Try it:
Extend the article below on account pre-hijacking flaws in popular websites, picking up right after its final sentence.

*** Opening Excerpt to read ***

Instagram, Zoom, LinkedIn, Dropbox, and WordPress all have vulnerabilities that make them easy targets for dark web hackers. According to recent cyber security research, a team of analysts relayed how criminal hackers can easily hijack and take control of online accounts created on those platforms, even before you are done creating and setting them up.
The report stated that the threat actors can steal these accounts before they can be registered by exploiting zero-day vulnerabilities that are deemed to have already been resolved by the respective company.
According to the research done by an independent researcher, and the Microsoft Security Response Center, a team of cyber security analysts discovered that 35 popularly used websites have major faults that make them vulnerable to pre-hijacking attacks that are often carried out by criminal hackers.
75 major websites were analyzed by the team of researchers, who discovered that approximately half of these sites were prime targets for pre-hacking attacks. However, the vulnerability and the severity of pre-hijacking attacks stem from website policies that lack the proper cyber security protocols.
Poor Policies Facilitate Data Breaches
And although these assaults vary in some sites; it shows that poor security policies are the number one factor that allows these vulnerable websites to be the main target for hackers.
It is a fact that vulnerable websites paid out large rewards each year with their bug bounty programs, but the shocking problem still continues to plague consumers. And even more concerning is that these high brand companies continue to overlook these simple attacks, which criminal hackers have easily infiltrated and target unsuspecting victims.

*** Closing Excerpt to read ***
*** Opening Data section ***

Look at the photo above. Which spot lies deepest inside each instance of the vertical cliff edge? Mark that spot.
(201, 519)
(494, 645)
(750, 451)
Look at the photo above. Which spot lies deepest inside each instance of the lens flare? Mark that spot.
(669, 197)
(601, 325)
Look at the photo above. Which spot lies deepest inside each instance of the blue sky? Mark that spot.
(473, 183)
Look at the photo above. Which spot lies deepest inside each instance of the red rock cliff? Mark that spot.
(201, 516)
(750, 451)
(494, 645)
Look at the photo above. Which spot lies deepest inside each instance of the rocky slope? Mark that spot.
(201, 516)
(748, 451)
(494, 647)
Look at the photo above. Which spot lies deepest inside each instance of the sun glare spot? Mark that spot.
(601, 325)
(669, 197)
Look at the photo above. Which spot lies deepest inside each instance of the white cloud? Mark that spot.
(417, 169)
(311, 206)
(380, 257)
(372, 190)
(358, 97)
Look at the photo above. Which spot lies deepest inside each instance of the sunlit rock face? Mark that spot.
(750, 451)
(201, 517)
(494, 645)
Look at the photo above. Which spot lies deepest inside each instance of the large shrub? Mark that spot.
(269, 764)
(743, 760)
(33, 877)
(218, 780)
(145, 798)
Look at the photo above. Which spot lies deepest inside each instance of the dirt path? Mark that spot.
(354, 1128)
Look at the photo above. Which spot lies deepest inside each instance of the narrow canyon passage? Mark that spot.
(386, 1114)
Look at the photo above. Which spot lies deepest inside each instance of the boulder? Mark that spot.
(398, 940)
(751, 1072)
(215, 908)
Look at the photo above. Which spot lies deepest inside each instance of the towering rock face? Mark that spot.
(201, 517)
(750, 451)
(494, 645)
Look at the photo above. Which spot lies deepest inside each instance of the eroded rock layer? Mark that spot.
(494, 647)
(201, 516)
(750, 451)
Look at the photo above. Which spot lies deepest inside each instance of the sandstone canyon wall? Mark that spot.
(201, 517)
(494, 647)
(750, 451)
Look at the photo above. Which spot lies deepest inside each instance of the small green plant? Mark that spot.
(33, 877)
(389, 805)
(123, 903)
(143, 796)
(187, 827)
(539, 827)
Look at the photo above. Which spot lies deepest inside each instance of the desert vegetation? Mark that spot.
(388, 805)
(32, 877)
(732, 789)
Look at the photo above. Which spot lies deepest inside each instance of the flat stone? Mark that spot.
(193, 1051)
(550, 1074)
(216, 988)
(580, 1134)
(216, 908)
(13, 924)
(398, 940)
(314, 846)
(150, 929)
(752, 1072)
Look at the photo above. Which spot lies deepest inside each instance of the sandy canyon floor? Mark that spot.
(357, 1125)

*** Closing Data section ***

Answer section:
The Hackers’ Pre-hijacking Process
It is a simple process for dark web hacking groups to carry out these criminal attacks. First, all they have to do is know the email addresses of their targets, which can be easily acquired through hacking attacks on high profile companies. In addition, there are countless data breaches annually, which provide a treasure trove for pre-hijacking weapons for the criminals to effectively operate and carry out these attacks.
With access to the target’s email address, the hacker will next create an account on one of the reported susceptible websites. Next, the waiting game begins as the criminal patiently waits for the owner of the email to click on the notification that landed in their inbox or spam folder.
As reported, oftentimes victims are then deceived to sign up on the targeted website, while the hacker waits patiently to steal the credentials to gain access to the site.
In conclusion, the hacker utilizes an automated script that keeps the session active, after creating it during an unexpired session. The last attack phase occurs after the victim resets the private credentials of the newly created account.